Selected excerpt:
>> START
I used the word addicted back there.  I guess that is the thing.  Right there in black and white.  Addiction. Hmmm, maybe that is another post. 

For now I will leave it at this.... this is a long hard road, and it won't be easy.  Lots of changes to come. I pray I can break the hold that fast food has on me and that I can truely enjoy some of the healthier options.

ICK

well, we have all been sick this week.  with a stomache bug.  SO, not much has gotten done around here.  Very little schooling, not much cooking, or eating for that matter.  Today is clean up day now that everyone seems to be feeling better.  I have a bit of a lingering headache but that could just be a bit of dehydration.  I am drinking lots of water.  Along with clean up will be looking at what foods we have and what is needed to get back on track after a long week of piecing together food for whoever was up to eating at the time.  Then on to the store.

Tuesday, January 12, 2010

Weekly weigh in

I have been giving my eating habits a concentrated effort for one week now and I am glad to say I lost 2 lbs.  I did have some times of weakness but overall I reduced my portion sizes, opted for fruit over cookies sometimes, and am making this process a priority.  I think it was a pretty good week.  This coming week I was hoping to add some movement into my days but I now have a sick kid and expect the others to follow.  so I think I will concentrate on maintaining and surviving the week.  I guess the upside if I do get sick would be not eating, maybe I will lose more this week LOL.
>> END
Dataset content:
>> START
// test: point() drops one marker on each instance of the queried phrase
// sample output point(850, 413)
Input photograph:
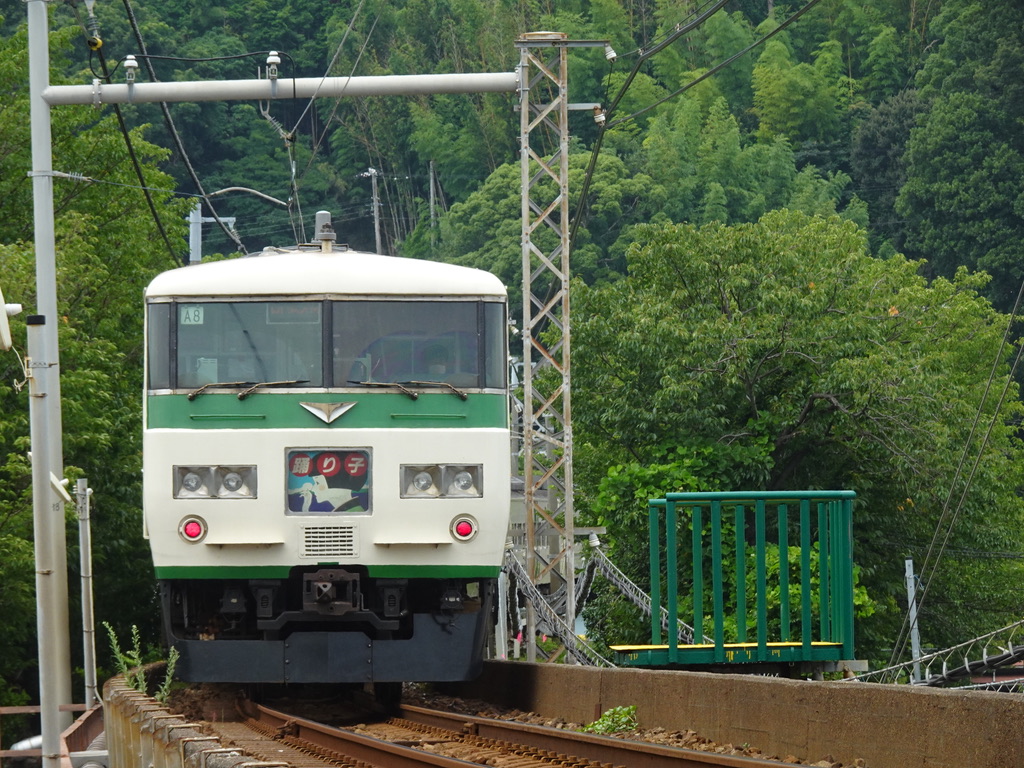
>> END
Given problem 1:
Answer these questions using the blog excerpt about eating habits and a sick week:
(a) How much weight does the writer report losing after one week of effort?
(b) What does the writer suspect might be causing the lingering headache?
(c) Where does the writer plan to go after cleaning up and checking what foods are on hand?
Given problem 2: Continue the blog excerpt about breaking the hold of fast food, starting right after its final sentence.

Exercise answer 1:
(a) 2 lbs
(b) A bit of dehydration
(c) To the store

Exercise answer 2:
See how others are doing over at Eclipsed

Gratituesday

I sit here after a long night with my 9 year old throwing up.  I am tired.  She is probably more so.  I figure this will be a long week, because it will inevitably pass through the whole house.  But I am sitting here thinking of the last time we were all sick like this.  It has been quite a while.  And I am thankful for that.  Then I remember that I have passed through several of these episodes in the last few years without totally getting sick myself.  And for that I am very thankful.  I hope this will be one of those times I can escape it.  I would be so grateful.

see what others are grateful for today

Monday, January 11, 2010

weekly challenge

I have been following this weight loss blog and it was my inspiration to kick start myself into being serious and purposeful in my weight loss path this year.  She is issuing challenges each week as well as encouragement.  I am finding it fun to have this kind of support.  I have no friends in real life that I believe understand or are on the same journey.  So I will continue to follow and post and link while I lose!

I have been recording my eating in a food journal.  I just opened the notepad on my desktop on my computer.  I made a little icon so I just click and type, save and I am set.  It has been a great way for me to go back over the week and see what I have been doing.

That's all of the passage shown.